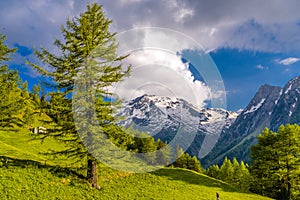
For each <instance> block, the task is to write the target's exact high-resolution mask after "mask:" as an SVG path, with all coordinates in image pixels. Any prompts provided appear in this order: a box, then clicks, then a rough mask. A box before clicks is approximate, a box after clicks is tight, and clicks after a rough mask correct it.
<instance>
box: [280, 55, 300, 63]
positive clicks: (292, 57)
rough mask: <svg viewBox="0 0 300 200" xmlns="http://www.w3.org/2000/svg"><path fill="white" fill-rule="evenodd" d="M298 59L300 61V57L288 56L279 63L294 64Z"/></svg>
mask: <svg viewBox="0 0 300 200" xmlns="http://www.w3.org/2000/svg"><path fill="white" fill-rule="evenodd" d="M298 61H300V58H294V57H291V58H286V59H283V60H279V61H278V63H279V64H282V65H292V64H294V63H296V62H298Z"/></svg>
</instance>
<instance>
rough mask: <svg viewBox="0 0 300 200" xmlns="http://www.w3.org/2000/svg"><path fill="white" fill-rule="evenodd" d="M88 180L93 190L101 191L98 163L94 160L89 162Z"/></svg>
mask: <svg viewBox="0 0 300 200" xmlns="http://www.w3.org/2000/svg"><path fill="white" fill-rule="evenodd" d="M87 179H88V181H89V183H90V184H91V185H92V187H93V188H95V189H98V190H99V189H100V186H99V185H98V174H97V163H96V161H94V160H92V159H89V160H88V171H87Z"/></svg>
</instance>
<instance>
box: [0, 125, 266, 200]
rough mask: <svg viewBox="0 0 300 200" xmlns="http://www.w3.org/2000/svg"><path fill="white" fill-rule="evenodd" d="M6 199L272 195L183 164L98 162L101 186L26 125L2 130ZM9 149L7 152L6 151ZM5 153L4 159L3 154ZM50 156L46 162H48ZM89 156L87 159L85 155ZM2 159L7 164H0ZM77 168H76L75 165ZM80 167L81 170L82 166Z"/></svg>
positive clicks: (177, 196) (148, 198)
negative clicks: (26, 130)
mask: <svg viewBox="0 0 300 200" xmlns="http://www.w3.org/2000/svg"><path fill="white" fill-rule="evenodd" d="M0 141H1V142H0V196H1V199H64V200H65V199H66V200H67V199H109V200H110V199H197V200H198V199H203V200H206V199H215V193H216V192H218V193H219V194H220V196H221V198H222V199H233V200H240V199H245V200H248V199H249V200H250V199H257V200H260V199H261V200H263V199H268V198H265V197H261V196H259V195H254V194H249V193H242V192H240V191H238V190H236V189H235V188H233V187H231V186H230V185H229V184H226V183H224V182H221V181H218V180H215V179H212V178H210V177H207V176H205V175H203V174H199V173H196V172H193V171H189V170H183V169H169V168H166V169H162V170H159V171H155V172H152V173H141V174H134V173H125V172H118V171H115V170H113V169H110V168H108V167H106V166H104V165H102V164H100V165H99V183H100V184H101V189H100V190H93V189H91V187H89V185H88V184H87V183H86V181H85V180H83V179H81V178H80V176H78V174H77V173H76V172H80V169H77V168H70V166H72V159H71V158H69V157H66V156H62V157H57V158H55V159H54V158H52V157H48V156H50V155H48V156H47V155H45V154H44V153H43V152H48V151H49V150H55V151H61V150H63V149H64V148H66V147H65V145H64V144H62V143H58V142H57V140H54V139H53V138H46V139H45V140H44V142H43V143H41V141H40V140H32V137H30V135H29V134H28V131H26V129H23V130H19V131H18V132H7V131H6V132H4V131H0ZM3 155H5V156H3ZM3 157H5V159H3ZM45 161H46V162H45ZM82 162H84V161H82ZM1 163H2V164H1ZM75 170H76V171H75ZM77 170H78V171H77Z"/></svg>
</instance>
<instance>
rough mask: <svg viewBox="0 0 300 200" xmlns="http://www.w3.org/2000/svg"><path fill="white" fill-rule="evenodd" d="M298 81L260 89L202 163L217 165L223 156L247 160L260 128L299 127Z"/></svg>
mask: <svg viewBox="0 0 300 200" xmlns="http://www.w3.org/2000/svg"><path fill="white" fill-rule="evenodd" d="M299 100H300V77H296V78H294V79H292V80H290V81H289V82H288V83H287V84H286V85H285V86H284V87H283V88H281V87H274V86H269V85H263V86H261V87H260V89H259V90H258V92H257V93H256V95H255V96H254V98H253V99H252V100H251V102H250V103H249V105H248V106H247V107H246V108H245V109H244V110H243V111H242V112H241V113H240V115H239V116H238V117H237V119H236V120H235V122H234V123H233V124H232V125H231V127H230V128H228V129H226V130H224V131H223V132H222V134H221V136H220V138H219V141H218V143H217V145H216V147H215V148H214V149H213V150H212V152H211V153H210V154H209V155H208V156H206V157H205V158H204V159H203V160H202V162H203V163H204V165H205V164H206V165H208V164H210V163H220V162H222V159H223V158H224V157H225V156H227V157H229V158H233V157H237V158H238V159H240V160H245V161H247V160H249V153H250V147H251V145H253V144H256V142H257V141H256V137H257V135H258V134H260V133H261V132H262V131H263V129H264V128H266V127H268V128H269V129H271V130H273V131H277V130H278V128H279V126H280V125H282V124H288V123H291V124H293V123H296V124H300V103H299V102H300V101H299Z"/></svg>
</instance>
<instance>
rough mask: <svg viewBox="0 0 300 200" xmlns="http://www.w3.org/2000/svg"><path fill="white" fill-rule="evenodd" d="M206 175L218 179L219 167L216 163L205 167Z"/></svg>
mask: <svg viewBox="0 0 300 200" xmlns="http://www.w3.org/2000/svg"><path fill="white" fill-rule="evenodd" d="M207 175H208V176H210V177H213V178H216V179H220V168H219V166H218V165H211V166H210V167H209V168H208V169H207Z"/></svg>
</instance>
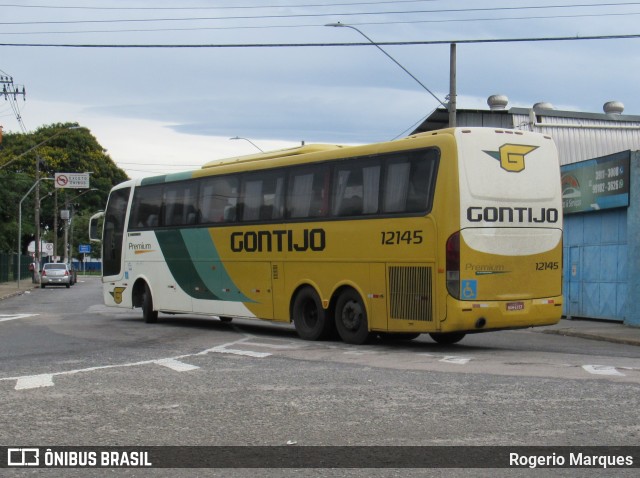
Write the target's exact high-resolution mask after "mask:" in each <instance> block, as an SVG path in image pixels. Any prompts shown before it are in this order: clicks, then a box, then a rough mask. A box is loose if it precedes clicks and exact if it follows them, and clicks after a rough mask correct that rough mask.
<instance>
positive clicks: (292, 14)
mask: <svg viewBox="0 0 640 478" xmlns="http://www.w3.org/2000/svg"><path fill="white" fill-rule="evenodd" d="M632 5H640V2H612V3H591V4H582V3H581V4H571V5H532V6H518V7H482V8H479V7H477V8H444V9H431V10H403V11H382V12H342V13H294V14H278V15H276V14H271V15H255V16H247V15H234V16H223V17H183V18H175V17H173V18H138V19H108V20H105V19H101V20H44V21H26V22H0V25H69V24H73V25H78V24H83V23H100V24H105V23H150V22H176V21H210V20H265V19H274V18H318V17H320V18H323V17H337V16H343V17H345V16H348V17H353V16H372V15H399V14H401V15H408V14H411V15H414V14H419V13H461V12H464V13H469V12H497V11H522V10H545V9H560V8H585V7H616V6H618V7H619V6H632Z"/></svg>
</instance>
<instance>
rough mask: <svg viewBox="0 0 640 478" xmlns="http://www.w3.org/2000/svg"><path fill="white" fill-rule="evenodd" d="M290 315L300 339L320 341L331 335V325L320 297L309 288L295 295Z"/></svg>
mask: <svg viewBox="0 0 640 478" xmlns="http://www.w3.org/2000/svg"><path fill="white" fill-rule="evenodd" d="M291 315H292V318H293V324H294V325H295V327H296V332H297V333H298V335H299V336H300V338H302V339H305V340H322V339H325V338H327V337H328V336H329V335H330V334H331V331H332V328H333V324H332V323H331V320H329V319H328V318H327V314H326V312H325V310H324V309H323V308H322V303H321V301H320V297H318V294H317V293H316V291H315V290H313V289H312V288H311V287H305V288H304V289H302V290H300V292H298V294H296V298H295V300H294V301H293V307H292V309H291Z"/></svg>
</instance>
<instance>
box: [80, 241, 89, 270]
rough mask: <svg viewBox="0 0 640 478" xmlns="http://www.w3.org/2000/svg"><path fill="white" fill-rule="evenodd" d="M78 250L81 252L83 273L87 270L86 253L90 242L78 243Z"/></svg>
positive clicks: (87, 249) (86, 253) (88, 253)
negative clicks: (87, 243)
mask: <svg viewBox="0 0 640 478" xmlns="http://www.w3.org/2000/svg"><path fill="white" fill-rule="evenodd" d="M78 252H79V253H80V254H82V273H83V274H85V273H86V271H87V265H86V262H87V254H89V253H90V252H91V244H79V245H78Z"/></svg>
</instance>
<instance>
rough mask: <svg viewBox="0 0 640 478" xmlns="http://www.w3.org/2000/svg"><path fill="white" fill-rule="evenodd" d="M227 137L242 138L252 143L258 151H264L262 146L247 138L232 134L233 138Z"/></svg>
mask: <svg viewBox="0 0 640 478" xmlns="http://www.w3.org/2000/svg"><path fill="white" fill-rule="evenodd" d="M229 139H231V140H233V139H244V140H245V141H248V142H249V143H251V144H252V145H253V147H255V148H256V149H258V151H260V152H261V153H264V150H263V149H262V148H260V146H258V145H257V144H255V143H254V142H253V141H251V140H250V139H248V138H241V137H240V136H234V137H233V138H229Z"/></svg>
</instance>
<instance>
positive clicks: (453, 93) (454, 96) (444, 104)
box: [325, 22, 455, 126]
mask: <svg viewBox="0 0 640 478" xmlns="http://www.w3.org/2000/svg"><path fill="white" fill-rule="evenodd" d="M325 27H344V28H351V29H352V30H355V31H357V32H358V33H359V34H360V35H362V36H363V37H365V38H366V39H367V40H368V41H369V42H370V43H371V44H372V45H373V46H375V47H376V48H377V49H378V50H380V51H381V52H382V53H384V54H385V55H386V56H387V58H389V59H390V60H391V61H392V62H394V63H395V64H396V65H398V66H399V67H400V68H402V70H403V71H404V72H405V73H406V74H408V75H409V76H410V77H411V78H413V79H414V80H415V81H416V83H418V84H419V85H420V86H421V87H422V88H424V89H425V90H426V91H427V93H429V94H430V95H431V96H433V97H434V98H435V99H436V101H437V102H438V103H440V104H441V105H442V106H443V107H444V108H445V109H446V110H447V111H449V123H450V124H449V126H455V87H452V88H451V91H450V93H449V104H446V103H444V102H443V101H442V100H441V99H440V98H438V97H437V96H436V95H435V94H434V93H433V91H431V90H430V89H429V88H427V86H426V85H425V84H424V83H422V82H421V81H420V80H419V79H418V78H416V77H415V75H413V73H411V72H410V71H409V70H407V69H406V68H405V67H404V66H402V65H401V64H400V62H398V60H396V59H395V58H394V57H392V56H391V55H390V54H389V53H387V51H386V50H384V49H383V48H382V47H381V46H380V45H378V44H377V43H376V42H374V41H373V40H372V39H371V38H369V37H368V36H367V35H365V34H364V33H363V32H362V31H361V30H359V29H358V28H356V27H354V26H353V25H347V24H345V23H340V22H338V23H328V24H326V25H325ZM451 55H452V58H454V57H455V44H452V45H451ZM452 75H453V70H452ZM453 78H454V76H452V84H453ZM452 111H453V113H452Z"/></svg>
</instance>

Work instruction:
Pull out every line of the records above that contains the string "correct", with case counting, and copy each one in full.

The answer:
For each <instance> block, the task is to write the target's exact high-resolution mask after "mask:" as an SVG path, with all coordinates in image pixels. Any prompts provided appear in this order: a box, then clicks, then a rough mask. A box before clicks is approximate, a box after clicks is tight, and clicks after a rough mask correct it.
Write the target's exact high-resolution mask after "mask:" in each <instance> block, as an SVG path in image pixels. Any prompts shown before it are in this order: clicks, then a box, then a rough mask. A box is loose if it precedes clicks and exact if it follows them, and clicks after a rough mask correct that rough mask.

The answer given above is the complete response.